→ COMPITI DA SVOLGERE:
A. Rispondi alle seguenti domande sul brano relativo alla partita tra Bologna ed Empoli.
(i) Quanti spettatori c'erano allo stadio?
(ii) Chi ha segnato il gol del 3-1?
(iii) Che cosa canta ripetutamente la Curva Bulgarelli?
B. Cita il brano sulla partita tra Bologna ed Empoli a partire da "Finisce con Joey" fino a "così dovesse succedere.".

→ BRANO ESTRATTO:
::::::

Gli uomini di Mihajlovic ribaltano la partita dopo lo svantaggio
nel primo tempo e si portano a +8 dai toscani, sempre più terz’ultimi



Finisce con Joey Saputo che si alza dal seggiolino imperiale per caricare la folla (25.000 spettatori) in quei cinque minuti finali che vedono l’Empoli disperatamente alla ricerca di un pareggio che alla fine diventa 3-1 con sigillo spaccatutto di Sansone. Bologna quasi salvo e a +8 dai toscani (con lo scontro diretto a favore), Empoli che vede sempre di più l’inferno e la Curva Bulgarelli che canta “Sinisa resta con noi” ripetutamente. Il futuro bolognese può cominciare, mentre quello dei toscani (padroni di una manovra da manuale e di un vantaggio meritatissimo lungo il corso del primo tempo) si fa sempre più di serie B. Ma con grande onore, se così dovesse succedere.

::::::

→ DATI FORNITI:
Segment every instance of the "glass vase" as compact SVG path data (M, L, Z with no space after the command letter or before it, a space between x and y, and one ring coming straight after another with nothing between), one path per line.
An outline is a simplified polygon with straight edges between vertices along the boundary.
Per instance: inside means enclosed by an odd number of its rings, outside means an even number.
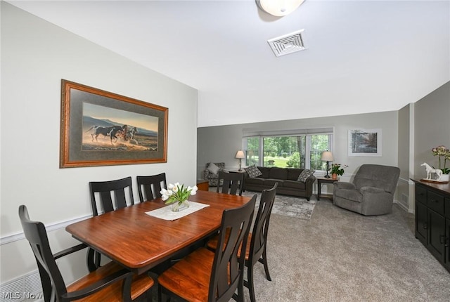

::::::

→ RISPOSTE AI COMPITI:
A.
(i) 25.000 spettatori.
(ii) Sansone.
(iii) "Sinisa resta con noi".

B.
Finisce con Joey Saputo che si alza dal seggiolino imperiale per caricare la folla (25.000 spettatori) in quei cinque minuti finali che vedono l’Empoli disperatamente alla ricerca di un pareggio che alla fine diventa 3-1 con sigillo spaccatutto di Sansone. Bologna quasi salvo e a +8 dai toscani (con lo scontro diretto a favore), Empoli che vede sempre di più l’inferno e la Curva Bulgarelli che canta “Sinisa resta con noi” ripetutamente. Il futuro bolognese può cominciare, mentre quello dei toscani (padroni di una manovra da manuale e di un vantaggio meritatissimo lungo il corso del primo tempo) si fa sempre più di serie B. Ma con grande onore, se così dovesse succedere.